▶ [Records from a data source]
^^^^^^^^

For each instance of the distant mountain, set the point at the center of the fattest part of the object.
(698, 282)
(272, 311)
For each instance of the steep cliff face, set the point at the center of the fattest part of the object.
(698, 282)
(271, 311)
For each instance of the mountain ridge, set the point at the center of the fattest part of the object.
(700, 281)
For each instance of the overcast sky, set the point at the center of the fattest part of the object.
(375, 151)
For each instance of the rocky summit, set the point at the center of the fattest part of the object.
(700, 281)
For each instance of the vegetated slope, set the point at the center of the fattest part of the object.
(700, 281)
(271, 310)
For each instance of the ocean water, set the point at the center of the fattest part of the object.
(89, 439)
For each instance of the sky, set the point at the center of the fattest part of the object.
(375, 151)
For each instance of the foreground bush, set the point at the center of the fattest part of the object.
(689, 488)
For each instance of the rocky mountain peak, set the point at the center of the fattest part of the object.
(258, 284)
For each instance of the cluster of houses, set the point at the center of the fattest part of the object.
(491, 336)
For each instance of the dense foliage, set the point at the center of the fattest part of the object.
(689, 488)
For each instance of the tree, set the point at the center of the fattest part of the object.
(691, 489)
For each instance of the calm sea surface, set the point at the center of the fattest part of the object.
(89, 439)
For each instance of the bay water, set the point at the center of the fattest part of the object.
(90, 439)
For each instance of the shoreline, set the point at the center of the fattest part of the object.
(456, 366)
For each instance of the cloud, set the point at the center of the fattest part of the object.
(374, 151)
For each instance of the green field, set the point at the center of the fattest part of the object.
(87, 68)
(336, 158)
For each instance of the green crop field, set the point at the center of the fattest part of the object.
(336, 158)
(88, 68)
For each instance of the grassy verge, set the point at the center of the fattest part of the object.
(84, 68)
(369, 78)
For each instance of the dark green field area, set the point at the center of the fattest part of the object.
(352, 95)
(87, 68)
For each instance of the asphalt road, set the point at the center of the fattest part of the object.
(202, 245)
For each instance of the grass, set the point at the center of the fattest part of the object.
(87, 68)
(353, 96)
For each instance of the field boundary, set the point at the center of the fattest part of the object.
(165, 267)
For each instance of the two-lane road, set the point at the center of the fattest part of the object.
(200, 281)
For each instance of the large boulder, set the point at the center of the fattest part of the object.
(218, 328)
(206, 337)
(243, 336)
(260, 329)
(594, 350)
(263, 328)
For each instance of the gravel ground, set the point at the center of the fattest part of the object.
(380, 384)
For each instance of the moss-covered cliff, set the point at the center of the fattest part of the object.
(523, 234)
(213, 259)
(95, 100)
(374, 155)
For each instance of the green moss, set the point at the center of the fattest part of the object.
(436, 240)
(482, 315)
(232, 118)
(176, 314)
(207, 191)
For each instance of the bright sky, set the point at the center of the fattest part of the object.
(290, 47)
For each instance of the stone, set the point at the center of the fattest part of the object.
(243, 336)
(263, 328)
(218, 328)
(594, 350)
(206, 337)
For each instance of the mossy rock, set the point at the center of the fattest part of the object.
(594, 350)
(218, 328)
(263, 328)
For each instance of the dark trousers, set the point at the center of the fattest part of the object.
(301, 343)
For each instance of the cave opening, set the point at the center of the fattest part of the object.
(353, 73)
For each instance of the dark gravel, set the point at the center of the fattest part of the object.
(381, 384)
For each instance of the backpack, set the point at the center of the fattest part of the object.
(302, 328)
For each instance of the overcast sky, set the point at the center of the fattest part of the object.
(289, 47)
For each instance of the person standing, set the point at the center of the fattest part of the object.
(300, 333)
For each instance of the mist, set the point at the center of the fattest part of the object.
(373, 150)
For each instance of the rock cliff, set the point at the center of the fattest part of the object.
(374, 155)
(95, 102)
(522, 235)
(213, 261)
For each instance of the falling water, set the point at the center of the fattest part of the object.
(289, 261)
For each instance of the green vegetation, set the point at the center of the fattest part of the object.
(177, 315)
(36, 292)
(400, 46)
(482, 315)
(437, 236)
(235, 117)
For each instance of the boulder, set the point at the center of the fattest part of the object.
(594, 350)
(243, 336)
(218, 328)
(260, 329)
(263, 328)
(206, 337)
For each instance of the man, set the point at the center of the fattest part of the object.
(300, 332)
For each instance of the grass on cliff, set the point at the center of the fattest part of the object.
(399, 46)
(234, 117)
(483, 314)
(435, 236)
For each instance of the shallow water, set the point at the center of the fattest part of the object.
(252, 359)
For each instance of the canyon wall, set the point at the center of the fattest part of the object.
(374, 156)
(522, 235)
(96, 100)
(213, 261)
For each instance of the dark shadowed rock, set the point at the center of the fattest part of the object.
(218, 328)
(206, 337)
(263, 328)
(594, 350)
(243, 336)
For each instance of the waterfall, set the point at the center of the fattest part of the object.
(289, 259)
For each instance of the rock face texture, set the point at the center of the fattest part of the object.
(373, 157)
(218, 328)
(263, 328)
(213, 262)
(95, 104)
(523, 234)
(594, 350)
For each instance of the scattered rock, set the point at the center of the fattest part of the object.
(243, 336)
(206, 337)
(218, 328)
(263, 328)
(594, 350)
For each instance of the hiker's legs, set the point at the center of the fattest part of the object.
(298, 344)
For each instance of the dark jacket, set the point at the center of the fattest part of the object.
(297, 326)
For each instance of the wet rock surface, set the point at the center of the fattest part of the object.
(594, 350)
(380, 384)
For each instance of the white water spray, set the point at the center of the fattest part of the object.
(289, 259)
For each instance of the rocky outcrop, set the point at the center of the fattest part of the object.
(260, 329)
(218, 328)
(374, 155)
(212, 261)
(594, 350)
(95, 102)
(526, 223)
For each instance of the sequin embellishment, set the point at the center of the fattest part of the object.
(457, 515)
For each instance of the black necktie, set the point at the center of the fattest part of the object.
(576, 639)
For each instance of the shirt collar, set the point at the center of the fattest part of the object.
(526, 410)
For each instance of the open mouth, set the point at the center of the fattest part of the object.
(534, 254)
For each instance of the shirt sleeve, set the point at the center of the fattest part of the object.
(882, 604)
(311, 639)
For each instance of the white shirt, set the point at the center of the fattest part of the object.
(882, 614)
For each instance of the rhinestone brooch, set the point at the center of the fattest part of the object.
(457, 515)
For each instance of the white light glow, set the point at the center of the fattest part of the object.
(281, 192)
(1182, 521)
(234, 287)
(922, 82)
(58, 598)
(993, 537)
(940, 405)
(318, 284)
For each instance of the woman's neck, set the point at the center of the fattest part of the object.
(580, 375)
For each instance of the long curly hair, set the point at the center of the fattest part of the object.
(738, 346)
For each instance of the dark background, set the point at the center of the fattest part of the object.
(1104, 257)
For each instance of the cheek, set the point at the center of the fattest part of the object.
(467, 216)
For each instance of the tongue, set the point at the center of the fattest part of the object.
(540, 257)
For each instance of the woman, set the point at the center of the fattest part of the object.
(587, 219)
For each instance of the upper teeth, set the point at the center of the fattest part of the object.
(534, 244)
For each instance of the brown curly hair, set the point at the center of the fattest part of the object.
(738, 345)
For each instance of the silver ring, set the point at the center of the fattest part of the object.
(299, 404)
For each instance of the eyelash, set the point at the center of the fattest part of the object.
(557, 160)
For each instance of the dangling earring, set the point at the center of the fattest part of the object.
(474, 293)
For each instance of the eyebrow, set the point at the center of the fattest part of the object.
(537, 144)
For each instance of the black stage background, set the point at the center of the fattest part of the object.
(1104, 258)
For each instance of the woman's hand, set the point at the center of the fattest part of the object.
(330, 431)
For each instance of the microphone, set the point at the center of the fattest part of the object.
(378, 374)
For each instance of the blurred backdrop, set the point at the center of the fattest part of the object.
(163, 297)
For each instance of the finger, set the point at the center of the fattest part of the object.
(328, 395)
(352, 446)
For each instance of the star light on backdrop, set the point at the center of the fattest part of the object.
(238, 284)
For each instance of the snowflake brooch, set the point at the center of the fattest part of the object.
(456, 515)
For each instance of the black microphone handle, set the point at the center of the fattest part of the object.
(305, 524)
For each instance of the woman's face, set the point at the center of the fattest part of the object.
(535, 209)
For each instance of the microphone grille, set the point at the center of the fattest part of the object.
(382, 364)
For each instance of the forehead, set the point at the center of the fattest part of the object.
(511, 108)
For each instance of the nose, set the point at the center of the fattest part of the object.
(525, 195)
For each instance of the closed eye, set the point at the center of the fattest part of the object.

^^^^^^^^

Exactly and only the lines from the one containing "For each instance of the woman's hand, set" through the end of the material are to be reproduced, both ends included.

For each instance of the woman's hand, set the point at the center of the fattest part of the object.
(330, 431)
For each instance of the microphone, set the point at the center of the fattest part of the object.
(378, 374)
For each instance of the blurred backdrop, set the point at the center of the fattest part of the object.
(163, 297)
For each instance of the finger, set the point at the center of the fattest part of the object.
(328, 395)
(352, 446)
For each instance of the star light on backdrop, set the point at the center of the fattest part of the object.
(238, 284)
For each instance of the snowflake brooch, set the point at the center of the fattest part of the object.
(456, 515)
For each instance of the black microphone handle, set the point at the center of the fattest part of the object.
(305, 524)
For each instance of the woman's face, set the point at the center of the fattest part of the object.
(535, 209)
For each instance of the microphone grille, set the point at the center of the fattest part of the object.
(382, 364)
For each instance of the forehead, set the point at the center of the fattest part of the object.
(511, 108)
For each instance of the nose, set the point at the center of the fattest part of the object.
(525, 195)
For each instance of the closed eye, set the point at the center of the fattest part of the object.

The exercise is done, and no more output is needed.